**REQUEST**
Locate every line in the items that contains the string "robe" and copy each of those lines. Matching is case-sensitive.

________________

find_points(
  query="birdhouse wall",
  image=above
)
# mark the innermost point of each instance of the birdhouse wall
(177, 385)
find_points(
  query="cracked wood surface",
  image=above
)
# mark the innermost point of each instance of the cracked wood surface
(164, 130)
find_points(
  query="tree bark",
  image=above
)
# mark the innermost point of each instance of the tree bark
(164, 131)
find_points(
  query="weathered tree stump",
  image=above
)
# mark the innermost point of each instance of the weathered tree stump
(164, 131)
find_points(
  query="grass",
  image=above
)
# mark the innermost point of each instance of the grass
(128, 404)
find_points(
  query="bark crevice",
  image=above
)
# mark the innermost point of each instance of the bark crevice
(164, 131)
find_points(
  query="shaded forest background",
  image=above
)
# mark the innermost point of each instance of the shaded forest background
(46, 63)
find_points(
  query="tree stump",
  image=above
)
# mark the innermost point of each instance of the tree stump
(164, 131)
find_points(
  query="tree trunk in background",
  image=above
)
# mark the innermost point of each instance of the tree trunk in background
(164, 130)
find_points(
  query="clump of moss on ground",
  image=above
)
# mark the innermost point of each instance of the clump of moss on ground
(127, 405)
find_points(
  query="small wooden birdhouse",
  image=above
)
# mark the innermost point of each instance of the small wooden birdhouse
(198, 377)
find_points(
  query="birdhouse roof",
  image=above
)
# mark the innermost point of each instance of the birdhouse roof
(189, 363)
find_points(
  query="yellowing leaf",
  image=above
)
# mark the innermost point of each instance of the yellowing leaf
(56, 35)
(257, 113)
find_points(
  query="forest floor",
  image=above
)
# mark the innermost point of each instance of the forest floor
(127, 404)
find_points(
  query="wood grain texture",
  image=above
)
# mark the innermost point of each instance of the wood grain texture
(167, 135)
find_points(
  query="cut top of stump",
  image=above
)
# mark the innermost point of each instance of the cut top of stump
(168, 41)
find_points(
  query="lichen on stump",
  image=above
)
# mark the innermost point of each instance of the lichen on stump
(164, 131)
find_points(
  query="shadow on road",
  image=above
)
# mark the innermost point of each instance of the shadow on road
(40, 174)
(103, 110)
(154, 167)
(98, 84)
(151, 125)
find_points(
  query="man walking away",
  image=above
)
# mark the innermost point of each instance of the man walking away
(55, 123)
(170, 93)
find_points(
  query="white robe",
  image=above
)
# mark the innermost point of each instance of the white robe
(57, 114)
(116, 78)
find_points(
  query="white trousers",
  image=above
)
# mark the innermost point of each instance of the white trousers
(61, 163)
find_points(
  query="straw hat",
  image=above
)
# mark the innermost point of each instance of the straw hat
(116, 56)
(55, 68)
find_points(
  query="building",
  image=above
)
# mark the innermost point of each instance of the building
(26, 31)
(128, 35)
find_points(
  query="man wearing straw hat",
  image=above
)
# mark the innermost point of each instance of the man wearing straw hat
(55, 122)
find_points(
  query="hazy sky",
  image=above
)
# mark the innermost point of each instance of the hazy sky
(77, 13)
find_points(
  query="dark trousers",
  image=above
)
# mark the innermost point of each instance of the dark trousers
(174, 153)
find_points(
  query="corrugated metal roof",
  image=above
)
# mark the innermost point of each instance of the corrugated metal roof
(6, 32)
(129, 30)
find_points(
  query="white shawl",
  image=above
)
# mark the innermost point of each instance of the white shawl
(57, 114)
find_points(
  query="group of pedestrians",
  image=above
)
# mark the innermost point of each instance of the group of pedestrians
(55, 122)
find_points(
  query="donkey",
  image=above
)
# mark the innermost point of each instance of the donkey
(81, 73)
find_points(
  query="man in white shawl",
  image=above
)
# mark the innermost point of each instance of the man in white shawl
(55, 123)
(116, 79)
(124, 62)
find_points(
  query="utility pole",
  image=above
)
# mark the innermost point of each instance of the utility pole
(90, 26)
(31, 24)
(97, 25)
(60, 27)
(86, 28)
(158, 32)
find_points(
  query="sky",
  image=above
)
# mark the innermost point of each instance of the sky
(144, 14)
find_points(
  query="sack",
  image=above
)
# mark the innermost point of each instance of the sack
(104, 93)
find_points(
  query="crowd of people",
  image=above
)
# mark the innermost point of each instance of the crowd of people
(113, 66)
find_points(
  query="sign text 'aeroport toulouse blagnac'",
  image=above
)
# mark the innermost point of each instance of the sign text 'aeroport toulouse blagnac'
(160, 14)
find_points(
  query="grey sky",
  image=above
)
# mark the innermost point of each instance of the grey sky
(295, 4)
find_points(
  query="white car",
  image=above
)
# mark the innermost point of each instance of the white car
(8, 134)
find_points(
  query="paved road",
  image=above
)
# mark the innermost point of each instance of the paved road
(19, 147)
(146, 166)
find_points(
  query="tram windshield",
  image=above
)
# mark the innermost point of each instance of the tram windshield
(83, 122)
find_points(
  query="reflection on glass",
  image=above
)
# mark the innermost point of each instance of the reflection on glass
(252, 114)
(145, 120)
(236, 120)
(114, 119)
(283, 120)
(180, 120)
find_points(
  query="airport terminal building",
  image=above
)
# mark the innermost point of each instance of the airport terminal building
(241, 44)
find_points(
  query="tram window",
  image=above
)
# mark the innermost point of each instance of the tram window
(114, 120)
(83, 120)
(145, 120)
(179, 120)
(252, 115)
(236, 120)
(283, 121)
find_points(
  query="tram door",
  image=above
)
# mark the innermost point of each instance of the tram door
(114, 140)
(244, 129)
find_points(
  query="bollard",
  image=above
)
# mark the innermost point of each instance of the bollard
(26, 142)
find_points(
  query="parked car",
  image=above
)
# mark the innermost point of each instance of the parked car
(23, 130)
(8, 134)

________________

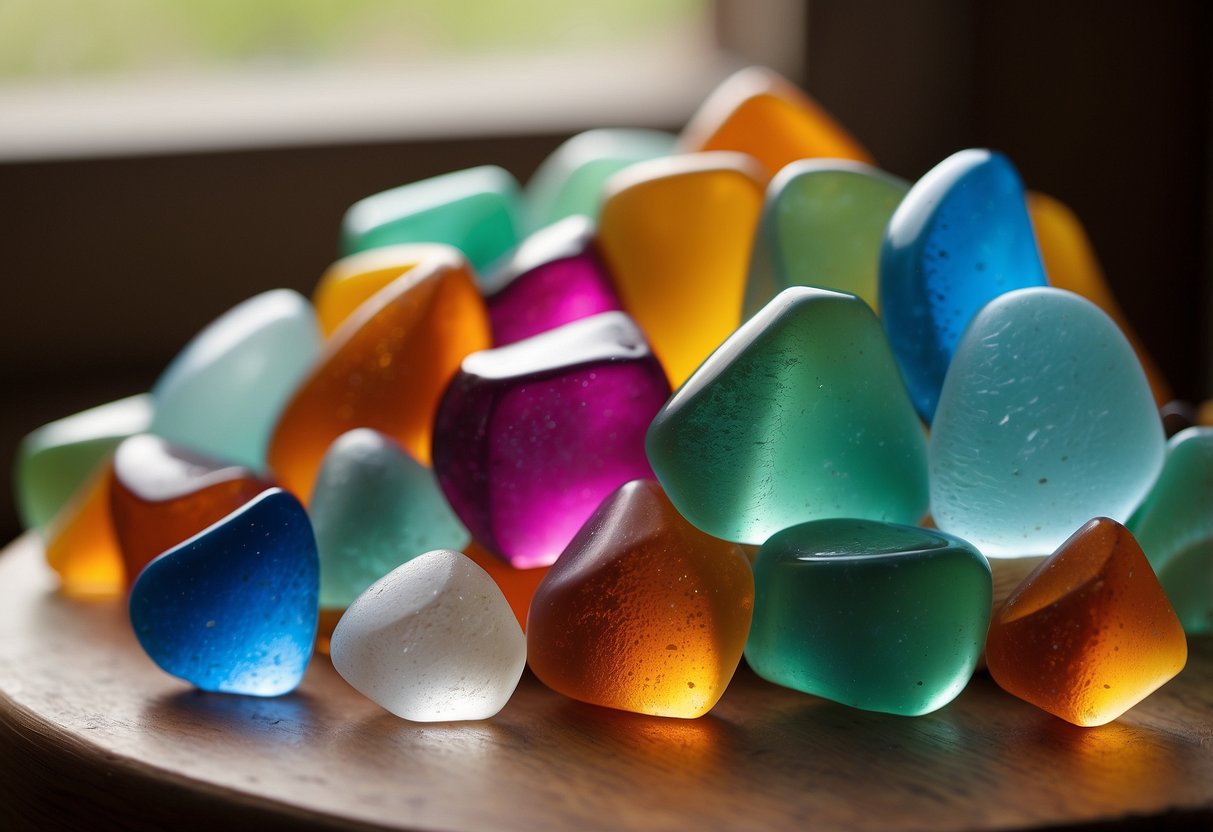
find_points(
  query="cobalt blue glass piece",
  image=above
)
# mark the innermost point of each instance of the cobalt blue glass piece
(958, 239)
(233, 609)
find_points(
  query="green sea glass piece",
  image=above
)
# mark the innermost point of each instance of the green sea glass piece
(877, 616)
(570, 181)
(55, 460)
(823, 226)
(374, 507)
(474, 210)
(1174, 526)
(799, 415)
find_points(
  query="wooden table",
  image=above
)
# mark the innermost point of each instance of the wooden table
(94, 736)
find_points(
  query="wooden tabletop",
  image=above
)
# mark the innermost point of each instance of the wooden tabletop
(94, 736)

________________

**RESULT**
  query="white robe",
# mark the innermost point of each instance of the white robe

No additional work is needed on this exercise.